== Document passage ==
┌──
Here the argument is that women “were working at every level of society alongside or in partnership with men—and received almost no credit for doing so.” This is a large claim that I don’t really go along with. The picture is surely more complex. In her brilliant recent biography of Chaucer’s Wife of Bath, Marion Turner notes, for example, that there were new economic opportunities for women in the aftermath of the Black Death in Europe, when their right to trade as femmes sole was formalized, allowing them to run businesses, train apprentices, and take care of their own taxes. 1 In other words, women were working for themselves.

When women did work in partnerships with men, it is hard to know if they were given credit for what they did. So it pays to follow the money and examine transfers of property after death. Barbara Hanawalt’s work on peasant families in medieval England reveals that 65 percent of men made their wives executors. As she observes, “Most men leaving wills, therefore, trusted their wives to raise a family of young children and run both the house and lands.” 2 That surely suggests confidence in what women could do. The same was probably true in other social classes. In 1448 the Norfolk gentrywoman Margaret Paston wrote to her husband in London and asked him to buy “1lb of almonds,” “1lb of sugar,” and “some cloth for gowns,” as well as “two or three short poleaxes” and “some crossbows.” She had been left behind on the family’s estates to raise the children, run the manors, and protect the properties from attack.

Of course, even if wives had a degree of economic power and were valued by their husbands, that does not mean all women’s work was valued, especially that of women at the fringes of society. Sex work was disapproved of but still permitted in some law codes. Some writers even felt it was necessary. Both Augustine and Aquinas wrote that if sex work did not exist, men would have too much pent-up sexual energy, especially in urban areas, which could lead to rioting and violence.

In London sex workers had to wear a special striped hood and were forbidden to live in the city itself. A statute of 1393 stated that they should “keep themselves to the places thereunto assigned, this is to say, the Stews [bathhouse brothels] on the other side of [the river] Thames, and Cokkeslane.” Janega writes that sex workers found outside the Stews risked being “stripped to their waist” as a “powerful form of public shaming,” though the Anglo-Norman source doesn’t seem to say this. It states that a woman would have to forfeit the “garnyment q[u]ele use per le dessus et le chaperon”—“the upper garment she shall be wearing, together with her hood.” “Garnyment” can mean “garment,” but it seems most often to mean an outer layer—the Middle English and Anglo-Norman dictionaries define it variously as “a coat, cloak, gown”—as well as armor or riding gear. So it appears more likely that the women, rather than risking public shame, stood to lose the cloaks and hoods that advertised them as sex workers, thereby temporarily impeding their ability to work.

Janega also writes that when sex workers died they could not be buried in consecrated ground. I failed to find a source to support this idea. She cites the example of Crossbones Graveyard in London, which is a cemetery on the south bank of the Thames in an area where brothels were situated in the medieval period. But there is no archaeological evidence that the graveyard itself is medieval, and the first mention of it in written sources is by the antiquarian John Stow in 1598. Stow was a great collector and preserver of medieval manuscripts, so he is often a useful authority, but his sourcing of the information in this case amounts to vague hearsay:

I have heard of ancient men, of good credit, report, that these single women were forbidden the rites of the church, so long as they continued that sinful life, and were excluded from Christian burial, if they were not reconciled before their death.
└──
== Supplied material ==
┌──
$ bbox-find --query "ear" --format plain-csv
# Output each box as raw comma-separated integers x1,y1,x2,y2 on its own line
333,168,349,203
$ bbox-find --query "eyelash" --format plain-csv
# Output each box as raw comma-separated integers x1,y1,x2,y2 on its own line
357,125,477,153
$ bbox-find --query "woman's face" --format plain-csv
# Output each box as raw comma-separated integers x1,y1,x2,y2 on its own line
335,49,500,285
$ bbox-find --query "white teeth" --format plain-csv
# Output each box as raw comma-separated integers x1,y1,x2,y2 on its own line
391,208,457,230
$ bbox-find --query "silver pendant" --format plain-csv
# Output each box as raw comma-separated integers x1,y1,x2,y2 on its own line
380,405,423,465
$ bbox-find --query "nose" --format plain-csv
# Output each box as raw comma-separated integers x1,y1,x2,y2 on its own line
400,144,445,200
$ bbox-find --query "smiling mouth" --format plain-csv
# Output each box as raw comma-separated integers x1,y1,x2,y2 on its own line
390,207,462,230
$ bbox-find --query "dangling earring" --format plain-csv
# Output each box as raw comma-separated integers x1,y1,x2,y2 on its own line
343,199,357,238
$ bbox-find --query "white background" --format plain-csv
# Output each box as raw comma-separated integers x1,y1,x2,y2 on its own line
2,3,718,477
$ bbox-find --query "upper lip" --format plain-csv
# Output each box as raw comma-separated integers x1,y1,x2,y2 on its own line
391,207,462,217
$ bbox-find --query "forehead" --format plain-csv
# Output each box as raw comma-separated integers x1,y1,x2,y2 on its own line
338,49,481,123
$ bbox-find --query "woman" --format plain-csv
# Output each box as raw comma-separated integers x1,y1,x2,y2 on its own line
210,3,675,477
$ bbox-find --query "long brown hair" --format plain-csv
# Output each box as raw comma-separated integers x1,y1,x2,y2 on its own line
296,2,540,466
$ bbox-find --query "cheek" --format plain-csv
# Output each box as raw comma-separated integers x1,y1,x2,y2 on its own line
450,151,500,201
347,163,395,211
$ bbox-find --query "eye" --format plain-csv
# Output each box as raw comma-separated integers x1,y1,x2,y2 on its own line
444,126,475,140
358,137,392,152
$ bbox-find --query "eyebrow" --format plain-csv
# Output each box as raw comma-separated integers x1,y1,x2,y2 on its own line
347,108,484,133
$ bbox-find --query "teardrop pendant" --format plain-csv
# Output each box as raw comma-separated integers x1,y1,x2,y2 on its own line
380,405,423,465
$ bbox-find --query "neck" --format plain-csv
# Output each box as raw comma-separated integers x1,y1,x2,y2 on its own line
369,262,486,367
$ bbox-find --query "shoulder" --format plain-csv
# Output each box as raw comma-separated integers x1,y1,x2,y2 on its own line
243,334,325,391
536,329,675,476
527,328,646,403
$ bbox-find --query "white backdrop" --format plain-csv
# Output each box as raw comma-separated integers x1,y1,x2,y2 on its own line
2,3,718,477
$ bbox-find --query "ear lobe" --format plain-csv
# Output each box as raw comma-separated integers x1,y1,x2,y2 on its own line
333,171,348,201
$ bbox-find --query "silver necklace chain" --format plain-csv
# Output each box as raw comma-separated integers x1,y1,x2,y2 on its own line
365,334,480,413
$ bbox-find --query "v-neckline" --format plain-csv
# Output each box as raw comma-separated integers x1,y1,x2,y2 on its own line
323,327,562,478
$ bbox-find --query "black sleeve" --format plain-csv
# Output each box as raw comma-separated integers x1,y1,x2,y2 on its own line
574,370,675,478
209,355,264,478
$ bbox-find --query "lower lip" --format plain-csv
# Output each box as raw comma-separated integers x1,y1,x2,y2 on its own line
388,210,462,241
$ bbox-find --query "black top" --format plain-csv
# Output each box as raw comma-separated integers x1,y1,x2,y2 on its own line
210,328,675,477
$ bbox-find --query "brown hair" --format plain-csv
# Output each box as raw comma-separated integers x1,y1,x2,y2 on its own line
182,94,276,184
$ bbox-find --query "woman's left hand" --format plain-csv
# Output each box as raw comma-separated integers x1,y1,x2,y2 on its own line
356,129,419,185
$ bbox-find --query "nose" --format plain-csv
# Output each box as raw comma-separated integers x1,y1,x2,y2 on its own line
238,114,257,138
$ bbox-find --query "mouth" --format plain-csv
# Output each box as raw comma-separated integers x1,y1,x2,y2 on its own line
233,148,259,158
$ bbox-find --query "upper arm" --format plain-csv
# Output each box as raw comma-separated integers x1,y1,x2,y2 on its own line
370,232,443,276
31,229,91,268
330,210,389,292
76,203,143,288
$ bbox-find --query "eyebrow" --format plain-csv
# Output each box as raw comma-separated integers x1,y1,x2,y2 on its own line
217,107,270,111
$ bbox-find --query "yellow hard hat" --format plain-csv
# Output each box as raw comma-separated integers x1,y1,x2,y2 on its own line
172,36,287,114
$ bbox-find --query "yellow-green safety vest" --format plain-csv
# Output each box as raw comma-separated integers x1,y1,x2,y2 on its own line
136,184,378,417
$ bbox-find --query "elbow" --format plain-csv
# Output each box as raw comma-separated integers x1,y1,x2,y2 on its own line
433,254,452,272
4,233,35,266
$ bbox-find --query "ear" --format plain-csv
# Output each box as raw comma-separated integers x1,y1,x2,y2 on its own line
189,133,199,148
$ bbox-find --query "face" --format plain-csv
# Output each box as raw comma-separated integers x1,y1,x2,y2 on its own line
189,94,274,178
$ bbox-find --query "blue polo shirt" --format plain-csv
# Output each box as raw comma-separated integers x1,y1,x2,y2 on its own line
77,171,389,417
└──
== What you have to do ==
Rewrite the paragraph starting "When women did work in partnerships with men" from the passage on medieval women's work in three sentences or fewer, keeping its main facts.

== Expected answer ==
It is hard to tell whether women who worked alongside men got credit, so it helps to look at how property passed on after death. Barbara Hanawalt's work on medieval English peasant families shows that 65 percent of men named their wives as executors, trusting them to raise young children and run the house and lands, which suggests confidence in what women could do. The same was probably true in other classes: in 1448 the Norfolk gentrywoman Margaret Paston, left on the family's estates to raise the children, run the manors, and protect the properties from attack, wrote to her husband in London asking for almonds, sugar, and gown cloth along with poleaxes and crossbows.